Source extract:

====

Use Of Union, Intersect, Distinct And Except In LINQ

Introduction

Here, you will learn the uses of Union, Intersect, Except, and their differences. To get a clear picture, we will  use examples.

Prerequisites
  • Visual Studio
  • Basics of LINQ and C# 
Article flow 
  • Use of Union
  • Use of Intersect
  • Use of Except
  • Use of Distinct
  • Difference between Union, Intersect, Distinct, and Except
Use of Union

Union is an extension method to merge two collections. It requires at least two collections to perform the merge operation, but that merged collection holds only the distinct elements from both the collections. For better understanding, we will use an example.

First, we will go with a simple example, for that I created two lists
  1. List<int> collectionOne = new List<int>() { 1, 2, 3, 4, 5, 6, 7, 8, 9, 10 };  
  2. List<int> collectionTwo = new List<int>() { 1, 2, 3, 11, 12, 13, 14, 15 };  
  3. var unionResult = collectionOne.Union(collectionTwo);  
  4. foreach (var item in unionResult)

====

Given problem: According to the LINQ article, what does Union do with two collections? The lines that come next are not required.

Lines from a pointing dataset
====

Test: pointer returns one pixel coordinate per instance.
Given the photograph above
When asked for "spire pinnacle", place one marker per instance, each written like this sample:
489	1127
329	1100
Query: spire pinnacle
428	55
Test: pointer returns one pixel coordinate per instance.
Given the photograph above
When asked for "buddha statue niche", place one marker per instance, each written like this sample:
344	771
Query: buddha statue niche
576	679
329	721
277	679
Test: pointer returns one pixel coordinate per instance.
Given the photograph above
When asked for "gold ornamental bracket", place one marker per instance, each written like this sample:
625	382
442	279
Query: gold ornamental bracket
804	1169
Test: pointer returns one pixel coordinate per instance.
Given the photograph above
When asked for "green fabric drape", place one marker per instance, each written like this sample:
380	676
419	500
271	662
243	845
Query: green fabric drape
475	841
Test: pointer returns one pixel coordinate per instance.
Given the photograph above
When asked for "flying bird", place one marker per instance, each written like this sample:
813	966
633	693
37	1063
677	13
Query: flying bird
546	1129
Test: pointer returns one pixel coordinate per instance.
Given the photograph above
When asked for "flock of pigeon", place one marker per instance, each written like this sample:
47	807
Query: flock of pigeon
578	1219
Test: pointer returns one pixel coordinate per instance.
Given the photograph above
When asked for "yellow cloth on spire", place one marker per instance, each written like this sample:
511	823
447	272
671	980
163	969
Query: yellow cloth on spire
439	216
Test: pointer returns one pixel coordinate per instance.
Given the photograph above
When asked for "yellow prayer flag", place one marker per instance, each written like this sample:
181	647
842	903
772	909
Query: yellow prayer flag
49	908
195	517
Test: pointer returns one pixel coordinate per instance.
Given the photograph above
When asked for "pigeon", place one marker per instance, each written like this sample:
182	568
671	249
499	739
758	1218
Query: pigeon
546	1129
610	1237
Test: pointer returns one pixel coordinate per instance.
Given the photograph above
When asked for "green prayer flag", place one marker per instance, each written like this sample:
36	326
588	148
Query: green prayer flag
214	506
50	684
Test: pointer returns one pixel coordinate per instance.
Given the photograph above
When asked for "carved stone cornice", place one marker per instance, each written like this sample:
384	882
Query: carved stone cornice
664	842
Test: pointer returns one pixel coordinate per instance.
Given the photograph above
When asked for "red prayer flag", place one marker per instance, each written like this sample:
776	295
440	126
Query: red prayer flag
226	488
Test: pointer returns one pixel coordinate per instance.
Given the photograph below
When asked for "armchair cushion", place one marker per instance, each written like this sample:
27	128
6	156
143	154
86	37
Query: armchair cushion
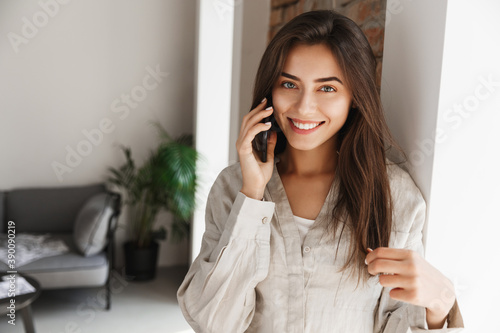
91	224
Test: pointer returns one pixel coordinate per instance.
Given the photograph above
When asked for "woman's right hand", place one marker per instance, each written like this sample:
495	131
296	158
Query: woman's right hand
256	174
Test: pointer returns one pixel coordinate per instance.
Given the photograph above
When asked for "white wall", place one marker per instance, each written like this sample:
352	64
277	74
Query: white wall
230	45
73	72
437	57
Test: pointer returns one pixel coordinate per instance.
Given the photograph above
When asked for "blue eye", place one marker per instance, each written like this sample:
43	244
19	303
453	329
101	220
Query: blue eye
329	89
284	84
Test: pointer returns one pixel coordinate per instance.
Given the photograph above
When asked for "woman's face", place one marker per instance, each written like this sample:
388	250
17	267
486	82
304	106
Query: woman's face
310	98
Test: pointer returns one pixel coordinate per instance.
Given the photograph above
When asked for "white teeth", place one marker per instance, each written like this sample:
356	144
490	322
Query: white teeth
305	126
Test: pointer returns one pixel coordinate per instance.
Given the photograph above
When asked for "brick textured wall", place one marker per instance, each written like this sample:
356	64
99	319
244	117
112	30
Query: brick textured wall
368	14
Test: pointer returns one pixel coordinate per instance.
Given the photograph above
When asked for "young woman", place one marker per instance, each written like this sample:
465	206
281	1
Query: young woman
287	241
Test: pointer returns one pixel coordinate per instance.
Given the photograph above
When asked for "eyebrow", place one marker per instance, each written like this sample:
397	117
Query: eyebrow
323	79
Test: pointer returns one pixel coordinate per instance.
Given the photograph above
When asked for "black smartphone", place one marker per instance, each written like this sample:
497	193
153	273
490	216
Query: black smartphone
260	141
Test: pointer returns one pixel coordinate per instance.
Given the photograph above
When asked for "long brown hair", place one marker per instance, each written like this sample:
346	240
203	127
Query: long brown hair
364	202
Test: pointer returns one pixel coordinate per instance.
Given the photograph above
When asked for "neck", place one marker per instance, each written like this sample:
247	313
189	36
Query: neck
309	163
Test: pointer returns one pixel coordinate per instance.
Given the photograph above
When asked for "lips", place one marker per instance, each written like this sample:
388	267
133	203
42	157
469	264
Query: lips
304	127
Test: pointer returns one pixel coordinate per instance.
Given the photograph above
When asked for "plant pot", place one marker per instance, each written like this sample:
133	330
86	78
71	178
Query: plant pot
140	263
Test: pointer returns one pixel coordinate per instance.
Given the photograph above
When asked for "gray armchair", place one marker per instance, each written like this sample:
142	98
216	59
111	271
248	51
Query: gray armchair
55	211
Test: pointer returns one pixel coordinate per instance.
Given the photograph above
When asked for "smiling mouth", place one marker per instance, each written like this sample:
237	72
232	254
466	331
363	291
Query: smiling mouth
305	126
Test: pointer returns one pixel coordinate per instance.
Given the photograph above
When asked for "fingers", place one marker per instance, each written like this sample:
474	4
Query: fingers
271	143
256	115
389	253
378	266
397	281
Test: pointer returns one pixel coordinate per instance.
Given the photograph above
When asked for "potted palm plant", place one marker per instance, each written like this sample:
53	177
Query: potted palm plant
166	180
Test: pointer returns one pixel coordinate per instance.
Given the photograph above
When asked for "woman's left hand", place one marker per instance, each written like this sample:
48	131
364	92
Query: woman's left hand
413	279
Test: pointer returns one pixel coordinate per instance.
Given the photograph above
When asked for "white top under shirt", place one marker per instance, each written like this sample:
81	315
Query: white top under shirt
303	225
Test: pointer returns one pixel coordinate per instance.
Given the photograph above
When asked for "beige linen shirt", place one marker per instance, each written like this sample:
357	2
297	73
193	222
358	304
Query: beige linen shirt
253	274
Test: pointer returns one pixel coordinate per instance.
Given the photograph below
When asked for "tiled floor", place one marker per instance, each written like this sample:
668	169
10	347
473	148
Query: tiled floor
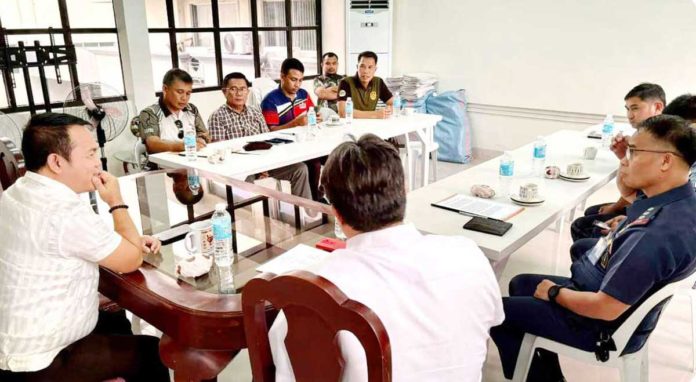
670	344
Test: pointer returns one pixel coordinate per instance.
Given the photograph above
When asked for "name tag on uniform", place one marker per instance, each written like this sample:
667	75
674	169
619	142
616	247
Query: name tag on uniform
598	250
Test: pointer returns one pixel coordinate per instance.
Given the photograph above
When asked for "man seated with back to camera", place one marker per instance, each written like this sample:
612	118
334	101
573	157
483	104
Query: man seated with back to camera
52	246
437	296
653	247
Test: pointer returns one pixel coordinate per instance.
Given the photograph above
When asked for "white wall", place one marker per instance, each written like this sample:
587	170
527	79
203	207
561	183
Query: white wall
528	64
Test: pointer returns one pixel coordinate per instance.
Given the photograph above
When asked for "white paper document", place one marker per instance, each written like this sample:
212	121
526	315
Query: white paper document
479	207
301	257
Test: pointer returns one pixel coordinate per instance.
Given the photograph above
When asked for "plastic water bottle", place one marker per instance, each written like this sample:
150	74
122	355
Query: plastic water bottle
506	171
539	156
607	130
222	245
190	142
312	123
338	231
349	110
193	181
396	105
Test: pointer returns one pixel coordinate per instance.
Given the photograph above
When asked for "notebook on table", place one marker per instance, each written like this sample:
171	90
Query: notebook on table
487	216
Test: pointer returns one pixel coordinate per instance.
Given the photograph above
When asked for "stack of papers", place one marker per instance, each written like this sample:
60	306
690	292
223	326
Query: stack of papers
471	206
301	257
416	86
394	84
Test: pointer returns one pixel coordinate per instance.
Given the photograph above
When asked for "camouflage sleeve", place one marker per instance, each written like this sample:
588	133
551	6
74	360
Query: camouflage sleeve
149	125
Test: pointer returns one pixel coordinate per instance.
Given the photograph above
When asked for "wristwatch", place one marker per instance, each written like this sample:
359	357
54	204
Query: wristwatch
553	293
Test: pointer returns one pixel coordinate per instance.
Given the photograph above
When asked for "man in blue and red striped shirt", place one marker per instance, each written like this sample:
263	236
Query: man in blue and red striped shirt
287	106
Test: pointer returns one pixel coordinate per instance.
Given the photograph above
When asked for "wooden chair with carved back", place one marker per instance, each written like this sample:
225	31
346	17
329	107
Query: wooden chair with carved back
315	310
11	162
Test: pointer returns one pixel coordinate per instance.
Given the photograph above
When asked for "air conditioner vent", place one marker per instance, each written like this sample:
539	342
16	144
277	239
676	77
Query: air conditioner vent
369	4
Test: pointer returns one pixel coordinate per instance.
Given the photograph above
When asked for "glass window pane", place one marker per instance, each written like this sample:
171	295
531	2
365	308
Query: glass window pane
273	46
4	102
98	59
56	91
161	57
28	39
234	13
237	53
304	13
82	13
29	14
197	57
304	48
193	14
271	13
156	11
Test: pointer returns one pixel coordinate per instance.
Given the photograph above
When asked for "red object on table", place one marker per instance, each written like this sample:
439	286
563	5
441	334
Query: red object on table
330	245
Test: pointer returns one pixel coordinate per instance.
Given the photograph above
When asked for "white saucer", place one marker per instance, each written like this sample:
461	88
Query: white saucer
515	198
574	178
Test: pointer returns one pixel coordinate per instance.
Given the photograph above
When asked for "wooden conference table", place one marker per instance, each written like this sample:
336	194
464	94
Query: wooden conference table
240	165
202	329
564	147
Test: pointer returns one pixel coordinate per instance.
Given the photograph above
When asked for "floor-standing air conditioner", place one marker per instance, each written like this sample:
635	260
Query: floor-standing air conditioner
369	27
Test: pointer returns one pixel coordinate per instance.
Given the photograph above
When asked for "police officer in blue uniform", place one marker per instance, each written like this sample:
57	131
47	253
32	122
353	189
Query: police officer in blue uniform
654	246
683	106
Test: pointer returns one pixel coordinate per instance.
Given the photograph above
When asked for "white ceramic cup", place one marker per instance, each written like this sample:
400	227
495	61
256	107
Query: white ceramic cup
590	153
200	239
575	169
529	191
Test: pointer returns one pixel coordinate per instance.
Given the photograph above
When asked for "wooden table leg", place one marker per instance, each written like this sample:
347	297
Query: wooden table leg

====

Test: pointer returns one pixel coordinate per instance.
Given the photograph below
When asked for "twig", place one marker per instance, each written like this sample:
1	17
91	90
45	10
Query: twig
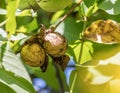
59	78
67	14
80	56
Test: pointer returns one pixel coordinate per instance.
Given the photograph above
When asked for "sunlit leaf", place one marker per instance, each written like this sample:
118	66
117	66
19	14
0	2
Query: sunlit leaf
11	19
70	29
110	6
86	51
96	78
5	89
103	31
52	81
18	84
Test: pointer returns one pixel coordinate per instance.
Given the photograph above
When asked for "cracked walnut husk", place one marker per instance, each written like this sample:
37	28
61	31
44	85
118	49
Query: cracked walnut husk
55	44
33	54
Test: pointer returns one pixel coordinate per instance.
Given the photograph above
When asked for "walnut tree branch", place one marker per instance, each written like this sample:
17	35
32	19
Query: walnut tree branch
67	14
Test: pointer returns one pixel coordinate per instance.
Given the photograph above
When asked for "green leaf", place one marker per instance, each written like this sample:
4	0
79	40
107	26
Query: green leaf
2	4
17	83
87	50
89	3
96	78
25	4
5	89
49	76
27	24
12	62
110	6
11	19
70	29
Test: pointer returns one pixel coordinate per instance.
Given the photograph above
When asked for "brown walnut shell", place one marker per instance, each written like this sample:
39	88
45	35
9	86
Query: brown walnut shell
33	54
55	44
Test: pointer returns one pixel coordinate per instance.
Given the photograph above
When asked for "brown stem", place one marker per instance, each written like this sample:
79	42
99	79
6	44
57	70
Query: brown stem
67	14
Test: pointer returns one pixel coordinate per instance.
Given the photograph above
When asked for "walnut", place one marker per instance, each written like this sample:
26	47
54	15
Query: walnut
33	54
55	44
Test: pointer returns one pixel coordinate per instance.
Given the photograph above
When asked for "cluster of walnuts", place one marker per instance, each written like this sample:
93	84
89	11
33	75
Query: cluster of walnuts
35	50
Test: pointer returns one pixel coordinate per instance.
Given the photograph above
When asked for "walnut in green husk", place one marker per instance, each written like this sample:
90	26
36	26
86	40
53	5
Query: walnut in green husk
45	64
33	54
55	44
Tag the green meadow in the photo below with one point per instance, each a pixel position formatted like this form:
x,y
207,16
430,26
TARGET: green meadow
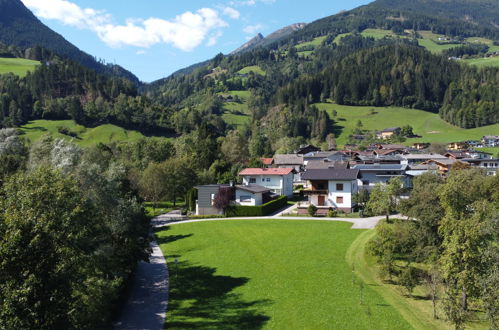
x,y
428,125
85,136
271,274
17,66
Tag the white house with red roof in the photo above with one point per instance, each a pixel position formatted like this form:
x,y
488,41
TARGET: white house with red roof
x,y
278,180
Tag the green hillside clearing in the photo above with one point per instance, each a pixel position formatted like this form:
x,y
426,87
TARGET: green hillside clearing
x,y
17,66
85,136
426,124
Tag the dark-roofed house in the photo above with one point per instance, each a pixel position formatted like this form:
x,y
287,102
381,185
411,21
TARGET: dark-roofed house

====

Written answer: It merges them into one collection that holds only the distinct elements from both.